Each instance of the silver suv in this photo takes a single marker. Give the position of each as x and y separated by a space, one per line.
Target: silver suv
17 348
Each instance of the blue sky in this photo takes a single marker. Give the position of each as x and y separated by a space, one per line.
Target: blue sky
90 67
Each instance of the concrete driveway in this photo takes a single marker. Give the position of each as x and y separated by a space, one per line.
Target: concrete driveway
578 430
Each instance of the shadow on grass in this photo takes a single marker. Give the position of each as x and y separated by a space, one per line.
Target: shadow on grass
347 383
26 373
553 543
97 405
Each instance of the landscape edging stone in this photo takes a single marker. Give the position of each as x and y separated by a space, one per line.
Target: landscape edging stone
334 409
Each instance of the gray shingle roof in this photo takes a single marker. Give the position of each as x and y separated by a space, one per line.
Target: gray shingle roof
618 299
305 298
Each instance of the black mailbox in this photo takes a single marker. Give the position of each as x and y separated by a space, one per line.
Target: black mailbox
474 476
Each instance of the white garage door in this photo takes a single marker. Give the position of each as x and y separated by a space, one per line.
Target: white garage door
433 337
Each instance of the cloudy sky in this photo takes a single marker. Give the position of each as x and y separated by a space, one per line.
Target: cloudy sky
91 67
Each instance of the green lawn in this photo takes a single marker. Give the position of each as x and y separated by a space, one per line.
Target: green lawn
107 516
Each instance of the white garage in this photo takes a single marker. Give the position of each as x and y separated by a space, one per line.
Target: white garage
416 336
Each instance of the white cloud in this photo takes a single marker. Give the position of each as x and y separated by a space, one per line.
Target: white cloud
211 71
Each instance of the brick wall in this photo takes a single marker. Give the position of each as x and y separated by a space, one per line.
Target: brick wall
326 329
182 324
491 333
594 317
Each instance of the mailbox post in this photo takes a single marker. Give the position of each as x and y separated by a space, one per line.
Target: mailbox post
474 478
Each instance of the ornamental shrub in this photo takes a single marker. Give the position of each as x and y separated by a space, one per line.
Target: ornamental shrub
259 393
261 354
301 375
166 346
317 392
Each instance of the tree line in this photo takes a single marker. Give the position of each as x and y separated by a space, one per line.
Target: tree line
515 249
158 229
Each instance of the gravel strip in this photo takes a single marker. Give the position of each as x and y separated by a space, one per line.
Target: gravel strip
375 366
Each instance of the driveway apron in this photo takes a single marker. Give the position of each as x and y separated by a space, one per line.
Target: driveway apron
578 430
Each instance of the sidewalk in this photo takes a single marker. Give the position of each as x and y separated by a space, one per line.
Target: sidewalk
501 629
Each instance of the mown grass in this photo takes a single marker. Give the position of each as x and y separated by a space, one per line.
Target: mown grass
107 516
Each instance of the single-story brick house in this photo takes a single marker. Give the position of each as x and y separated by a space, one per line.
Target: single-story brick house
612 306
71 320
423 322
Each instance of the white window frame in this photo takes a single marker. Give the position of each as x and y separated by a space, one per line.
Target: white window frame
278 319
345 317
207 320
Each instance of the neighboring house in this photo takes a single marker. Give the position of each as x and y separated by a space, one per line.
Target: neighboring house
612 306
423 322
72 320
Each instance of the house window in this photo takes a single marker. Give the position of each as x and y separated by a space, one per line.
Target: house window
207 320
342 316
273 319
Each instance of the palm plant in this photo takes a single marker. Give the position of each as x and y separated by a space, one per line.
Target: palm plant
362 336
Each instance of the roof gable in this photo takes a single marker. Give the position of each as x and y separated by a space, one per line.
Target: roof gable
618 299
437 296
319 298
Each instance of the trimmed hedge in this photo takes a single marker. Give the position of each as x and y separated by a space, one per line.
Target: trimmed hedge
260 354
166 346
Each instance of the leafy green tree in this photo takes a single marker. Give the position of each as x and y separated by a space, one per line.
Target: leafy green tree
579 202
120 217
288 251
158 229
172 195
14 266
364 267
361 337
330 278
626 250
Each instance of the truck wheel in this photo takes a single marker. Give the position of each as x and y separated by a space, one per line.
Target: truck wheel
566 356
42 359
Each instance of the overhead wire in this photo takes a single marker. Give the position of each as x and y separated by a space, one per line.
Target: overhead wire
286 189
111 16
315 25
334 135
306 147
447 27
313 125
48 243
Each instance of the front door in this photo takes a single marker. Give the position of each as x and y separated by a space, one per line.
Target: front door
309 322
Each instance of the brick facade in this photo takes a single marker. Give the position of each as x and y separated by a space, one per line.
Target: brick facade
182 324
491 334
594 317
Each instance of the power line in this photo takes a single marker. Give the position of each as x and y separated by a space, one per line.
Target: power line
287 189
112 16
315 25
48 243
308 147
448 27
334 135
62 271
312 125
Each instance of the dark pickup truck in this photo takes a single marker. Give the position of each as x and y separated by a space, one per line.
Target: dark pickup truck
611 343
=====
WHAT IS REQUIRED
Give the data back in full, matching it character for character.

ANSWER SECTION
Each instance of the silver suv in this photo takes a single marker. Give the position of each as x and y separated by a space, one per line.
Target: silver suv
17 348
Each instance of the blue sky in this photo takes a single marker. Give the position of each as x and y separated by a space, one per line.
Target: blue sky
90 67
Each instance of the concrete driveway in this photo takes a single marker. Give the position of each as x and y separated by a space, one per line.
Target: concrete driveway
578 430
Each instance of the shadow on grass in this photo takes a single marker. Give the position of each as x and y separated by a space, one per line.
Target: shadow on grass
347 383
26 373
553 543
97 405
Each instance of the landscape edging stone in this photo takes a single marker. Give the position of each as x and y separated by a space, one per line.
Target: landscape edging stone
334 409
Each instance of the gray shingle roof in this photo takes a single marker. Give the position of each as x and y separated by a space, one per line.
Target: gray shingle roof
618 299
305 298
Each instance of the black mailbox in this photo takes a single marker. Give the position of each as x and y separated by a space, one per line.
Target: black mailbox
474 476
Each instance of the white garage door in this photo takes a single marker. Give the position of each as x and y separated by a space, one per line.
Target: white garage door
433 337
Each instance of the cloudy sky in this photo takes a single marker. Give the position of each as x and y separated by a space, one per line.
Target: cloudy sky
91 67
Each instance of the green lawn in this photo takes a single marker. Give the position of each as x and y separated by a space, one per line.
Target: green lawn
107 516
Each instance of the white garage in this photo takes a single marker. Give the position of each as x and y separated by a space, one per line.
Target: white garage
416 336
Each instance of the white cloud in this photo takes a single marker. Give the position of each as x and y separated by a space, one per line.
Target: white cloud
211 71
Each instance of the brick wall in this photo takes a single marker. Give the position of each as x and y separated by a space, one per line.
Target: brick wall
326 329
182 324
491 333
594 317
Each instance of the mailbox post in this photo takes a single marker. Give the position of each as x and y separated by a space, one per line.
Target: mailbox post
474 478
Each instance of the ornamental shrub in this photo takes a single marker. Give the position of each as x and y separated by a space, one per line.
Target: ornamental shrub
259 393
261 354
301 375
166 346
317 392
Each instance of the tree line in this photo takes a single marker. Give the position of each as x and y separated by a space, one per line.
Target: tree line
515 249
158 229
Each instance of the gravel strip in this photo takes a single marker. Give the position of each as x and y separated by a space, one per line.
Target: gravel strip
375 366
Each instance of the driveway apron in this photo takes a single marker. Give the position of each as x and y separated by a space, one per line.
Target: driveway apron
578 430
Each instance of the sidewalk in this photo takes a single marker. Give the position of each as x and y separated by a space, one per line.
Target: sidewalk
501 629
Each instance of the mown grass in this photo takes a single marker. Give the position of each as x and y separated by a space, one per line.
Target: mown grass
107 516
Each instance of the single-story brick house in this photo takes a single marker. Give the position of each as x and y separated by a space, one per line.
Target: single-story brick house
612 306
71 320
423 322
Each instance of the white window frame in this photo takes a single marker. Give the position of each as x and y separated by a space, one per line.
Target: white window frame
278 319
345 317
207 320
Each instance of the neighboring house in this photo takes a single marker. Give the position of each as x and y separated by a space, one per line.
Target: neighboring house
612 306
423 322
72 320
Each instance of the house window in this photo takes a single marker. Give the position of each as x and y separated by a space, one per line.
Target: house window
207 320
342 316
273 319
Each instance of the palm plant in this photo takes a single marker. Give the position of each as x and y separated by a space, one per line.
Target: palm plant
362 336
Each instance of the roof gable in this photo takes a single marker. Give the position of each as x and y separated by a space, one per line.
Target: roof gable
618 299
437 296
319 298
Each instance of the trimmed hedge in this photo takes a single marker. Give the position of each as x and y separated by a space, one per line.
Target: trimmed hedge
260 354
166 346
Each instance of the leafy green tree in this photo takes a single marker. Give the position of each as x and y separated by a space, one per line.
Target: leafy green tree
579 202
120 217
288 251
158 229
172 195
14 266
364 267
361 337
330 278
626 250
Each instance of the truck wheel in this photo takes a single marker. Give the position of each as x and y separated by a space, one per line.
Target: truck wheel
566 356
42 359
Each instance of the overhead wire in this photo takes a single marker. Give the position of each as x and y separated by a space, one per line.
Target: overhead wire
286 189
111 16
315 25
334 135
306 147
447 27
313 125
48 243
Each instance of the front door in this photo takes a single marker. Give the position of each as x and y separated by a space, one per line.
Target: front door
309 322
Each instance of the brick facade in this photo takes a single marker. Give the position of each as x and y separated by a space, one per line.
Target: brick facade
182 324
491 334
594 317
Each instance of the power line in this photo takes a single marker. Give the position of each as x and y separated by a space, one per line.
Target: power line
287 189
112 16
315 25
48 243
308 147
448 27
334 135
62 271
312 125
Each instance of the dark pickup truck in this photo takes a single marker. Give the position of each as x and y separated by a space, one per line.
Target: dark pickup truck
611 343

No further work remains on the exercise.